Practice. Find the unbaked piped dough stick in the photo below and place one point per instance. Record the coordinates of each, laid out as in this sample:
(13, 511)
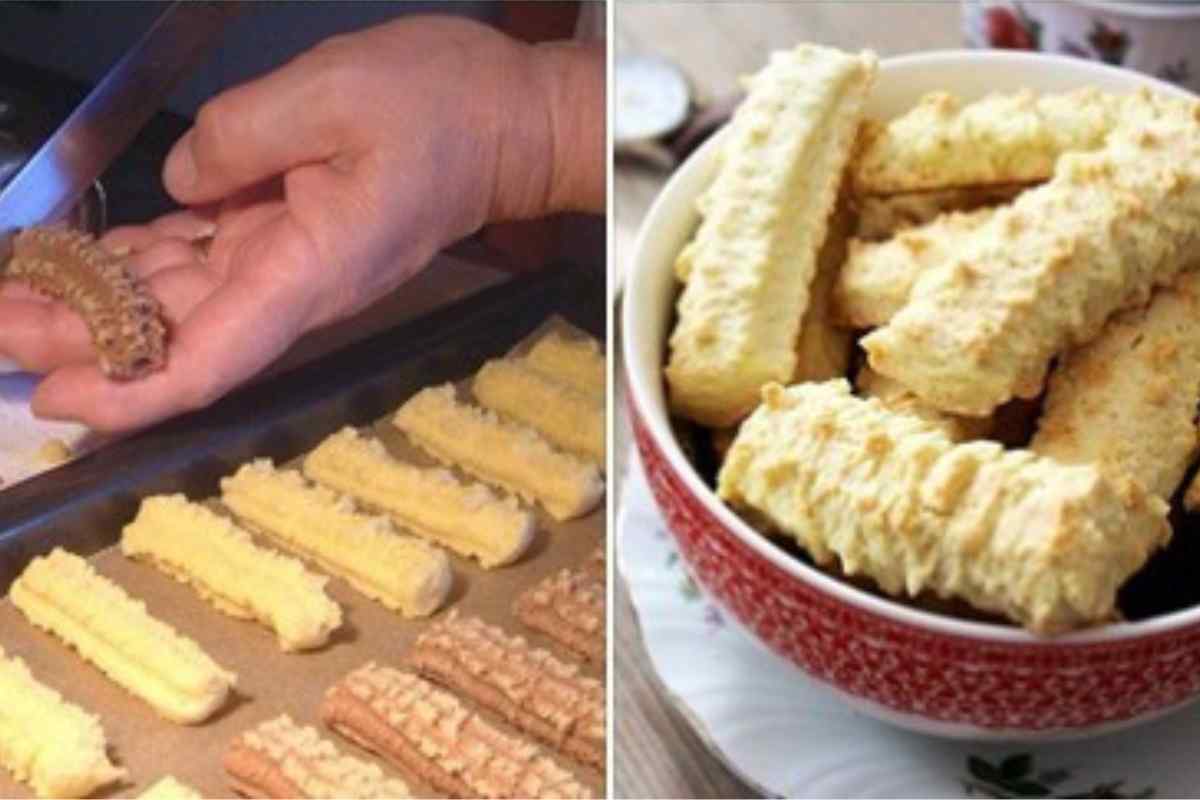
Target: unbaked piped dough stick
(575, 361)
(402, 572)
(765, 216)
(429, 733)
(529, 687)
(511, 456)
(125, 320)
(282, 759)
(197, 546)
(1044, 274)
(569, 607)
(1002, 138)
(52, 745)
(570, 419)
(61, 594)
(889, 497)
(467, 517)
(1127, 401)
(169, 788)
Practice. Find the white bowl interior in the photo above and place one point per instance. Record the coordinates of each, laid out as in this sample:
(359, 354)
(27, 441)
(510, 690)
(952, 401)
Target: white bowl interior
(672, 218)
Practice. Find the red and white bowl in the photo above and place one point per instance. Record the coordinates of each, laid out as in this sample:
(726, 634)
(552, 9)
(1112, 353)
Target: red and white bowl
(919, 669)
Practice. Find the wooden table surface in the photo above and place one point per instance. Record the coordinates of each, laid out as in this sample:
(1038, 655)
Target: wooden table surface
(657, 752)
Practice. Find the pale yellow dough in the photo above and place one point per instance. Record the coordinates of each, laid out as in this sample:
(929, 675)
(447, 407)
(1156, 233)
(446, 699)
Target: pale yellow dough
(765, 217)
(64, 595)
(52, 745)
(1044, 274)
(199, 547)
(575, 361)
(467, 517)
(888, 495)
(1127, 401)
(511, 456)
(400, 571)
(570, 419)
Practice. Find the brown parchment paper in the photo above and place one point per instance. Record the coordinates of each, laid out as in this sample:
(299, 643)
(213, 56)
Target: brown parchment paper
(269, 680)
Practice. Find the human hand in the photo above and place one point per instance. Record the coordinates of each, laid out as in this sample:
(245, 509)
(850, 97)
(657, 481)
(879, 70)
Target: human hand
(329, 182)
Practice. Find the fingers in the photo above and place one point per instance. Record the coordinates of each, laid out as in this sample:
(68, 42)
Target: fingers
(228, 336)
(186, 226)
(42, 336)
(257, 131)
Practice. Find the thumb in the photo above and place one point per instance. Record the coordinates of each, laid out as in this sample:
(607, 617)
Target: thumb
(255, 132)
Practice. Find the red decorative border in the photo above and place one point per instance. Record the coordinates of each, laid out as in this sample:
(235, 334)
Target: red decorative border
(942, 677)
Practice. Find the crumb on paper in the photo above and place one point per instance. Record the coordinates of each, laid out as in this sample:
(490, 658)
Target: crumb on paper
(54, 452)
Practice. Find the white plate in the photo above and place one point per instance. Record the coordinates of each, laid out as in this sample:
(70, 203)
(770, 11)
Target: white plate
(786, 735)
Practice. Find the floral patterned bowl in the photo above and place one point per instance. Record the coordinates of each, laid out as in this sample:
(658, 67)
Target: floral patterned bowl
(1158, 38)
(918, 669)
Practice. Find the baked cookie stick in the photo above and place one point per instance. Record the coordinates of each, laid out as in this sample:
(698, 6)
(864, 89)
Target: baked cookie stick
(569, 607)
(529, 687)
(52, 745)
(168, 788)
(568, 417)
(766, 212)
(402, 572)
(511, 456)
(889, 497)
(61, 594)
(429, 733)
(1003, 138)
(1045, 272)
(466, 517)
(575, 361)
(197, 546)
(882, 216)
(124, 319)
(895, 397)
(876, 277)
(1127, 401)
(282, 759)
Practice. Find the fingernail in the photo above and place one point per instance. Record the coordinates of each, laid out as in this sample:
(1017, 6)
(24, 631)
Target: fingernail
(179, 174)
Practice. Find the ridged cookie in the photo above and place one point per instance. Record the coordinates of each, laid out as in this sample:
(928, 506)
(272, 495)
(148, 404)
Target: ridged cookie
(577, 361)
(1002, 138)
(52, 745)
(1127, 401)
(400, 571)
(427, 732)
(889, 497)
(199, 547)
(125, 320)
(1044, 274)
(573, 420)
(61, 594)
(527, 686)
(280, 758)
(569, 607)
(511, 456)
(467, 517)
(765, 216)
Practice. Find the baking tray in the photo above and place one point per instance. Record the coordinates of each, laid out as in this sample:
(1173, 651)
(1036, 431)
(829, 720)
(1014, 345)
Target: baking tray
(83, 506)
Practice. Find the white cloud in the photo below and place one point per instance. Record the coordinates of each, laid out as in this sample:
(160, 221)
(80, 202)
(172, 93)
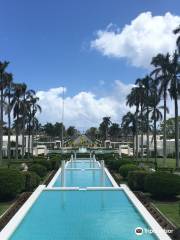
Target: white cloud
(84, 109)
(139, 41)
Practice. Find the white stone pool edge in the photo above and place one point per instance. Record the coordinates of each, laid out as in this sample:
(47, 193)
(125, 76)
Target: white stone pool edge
(11, 226)
(51, 184)
(153, 224)
(9, 229)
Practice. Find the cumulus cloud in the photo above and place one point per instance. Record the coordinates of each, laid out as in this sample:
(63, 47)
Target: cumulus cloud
(84, 109)
(139, 41)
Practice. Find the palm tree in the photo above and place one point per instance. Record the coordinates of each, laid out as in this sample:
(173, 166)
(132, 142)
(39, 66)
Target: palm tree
(129, 122)
(16, 103)
(162, 65)
(177, 31)
(27, 96)
(3, 66)
(146, 81)
(35, 109)
(136, 98)
(114, 131)
(9, 94)
(104, 127)
(156, 115)
(174, 91)
(142, 100)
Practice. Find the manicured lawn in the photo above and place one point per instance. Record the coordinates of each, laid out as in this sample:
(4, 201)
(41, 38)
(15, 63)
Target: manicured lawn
(170, 210)
(170, 162)
(4, 206)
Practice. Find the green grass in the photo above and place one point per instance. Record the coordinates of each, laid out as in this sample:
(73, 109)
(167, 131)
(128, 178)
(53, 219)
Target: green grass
(4, 206)
(171, 210)
(170, 162)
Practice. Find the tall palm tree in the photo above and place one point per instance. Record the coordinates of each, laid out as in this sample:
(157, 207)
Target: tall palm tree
(142, 98)
(136, 98)
(27, 96)
(156, 115)
(104, 127)
(9, 94)
(177, 31)
(35, 109)
(129, 122)
(114, 131)
(162, 65)
(174, 91)
(16, 103)
(146, 81)
(3, 66)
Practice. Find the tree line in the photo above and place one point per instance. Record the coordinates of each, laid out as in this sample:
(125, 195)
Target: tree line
(18, 109)
(146, 98)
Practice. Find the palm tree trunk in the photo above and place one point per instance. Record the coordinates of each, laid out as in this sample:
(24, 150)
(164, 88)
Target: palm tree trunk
(9, 130)
(17, 136)
(134, 135)
(23, 142)
(155, 143)
(29, 134)
(32, 141)
(136, 138)
(147, 135)
(141, 132)
(164, 130)
(1, 126)
(176, 131)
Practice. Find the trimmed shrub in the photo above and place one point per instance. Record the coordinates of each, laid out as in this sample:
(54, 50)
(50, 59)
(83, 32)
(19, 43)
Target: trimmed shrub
(162, 185)
(125, 169)
(38, 169)
(116, 164)
(55, 164)
(44, 163)
(32, 180)
(11, 183)
(136, 180)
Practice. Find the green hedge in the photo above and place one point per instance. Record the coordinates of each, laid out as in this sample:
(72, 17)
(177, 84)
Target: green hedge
(136, 180)
(45, 163)
(12, 182)
(125, 169)
(116, 164)
(32, 180)
(39, 169)
(162, 185)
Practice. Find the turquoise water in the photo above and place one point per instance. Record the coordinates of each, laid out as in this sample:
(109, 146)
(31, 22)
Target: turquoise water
(83, 178)
(81, 215)
(83, 164)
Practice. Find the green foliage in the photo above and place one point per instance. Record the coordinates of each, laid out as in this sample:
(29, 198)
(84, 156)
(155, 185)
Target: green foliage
(44, 163)
(55, 164)
(116, 164)
(136, 180)
(126, 168)
(32, 180)
(38, 169)
(162, 185)
(11, 183)
(170, 128)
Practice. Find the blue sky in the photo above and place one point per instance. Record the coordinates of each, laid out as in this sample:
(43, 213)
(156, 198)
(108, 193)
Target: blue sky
(49, 42)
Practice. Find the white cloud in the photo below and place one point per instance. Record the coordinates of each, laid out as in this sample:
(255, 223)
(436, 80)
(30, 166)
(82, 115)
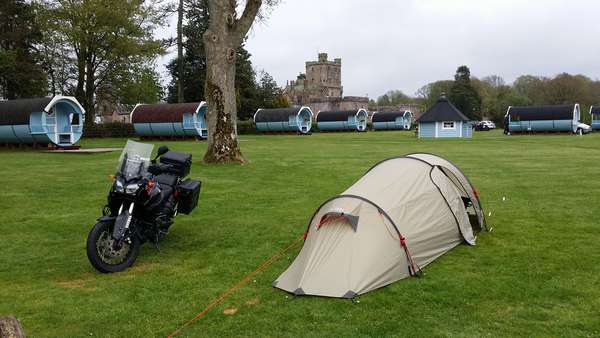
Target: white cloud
(405, 44)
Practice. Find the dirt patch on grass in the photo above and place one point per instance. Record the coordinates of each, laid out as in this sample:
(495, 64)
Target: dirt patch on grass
(79, 283)
(230, 311)
(253, 301)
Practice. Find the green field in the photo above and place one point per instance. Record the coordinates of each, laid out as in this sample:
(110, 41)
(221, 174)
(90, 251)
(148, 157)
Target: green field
(536, 274)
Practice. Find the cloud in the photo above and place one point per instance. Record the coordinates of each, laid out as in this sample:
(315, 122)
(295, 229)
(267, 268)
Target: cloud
(387, 44)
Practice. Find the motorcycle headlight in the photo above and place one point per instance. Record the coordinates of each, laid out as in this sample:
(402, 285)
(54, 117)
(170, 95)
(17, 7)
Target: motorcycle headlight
(118, 186)
(132, 188)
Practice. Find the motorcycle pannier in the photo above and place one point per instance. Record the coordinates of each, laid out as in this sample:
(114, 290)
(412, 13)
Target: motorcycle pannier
(189, 190)
(180, 163)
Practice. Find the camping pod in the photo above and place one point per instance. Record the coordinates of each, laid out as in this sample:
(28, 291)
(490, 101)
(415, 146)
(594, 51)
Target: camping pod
=-=-=
Exercise prompt — Work out how many lines of the preceding data contain the word "camping". Reply with that number only.

Solution to the exercise — 2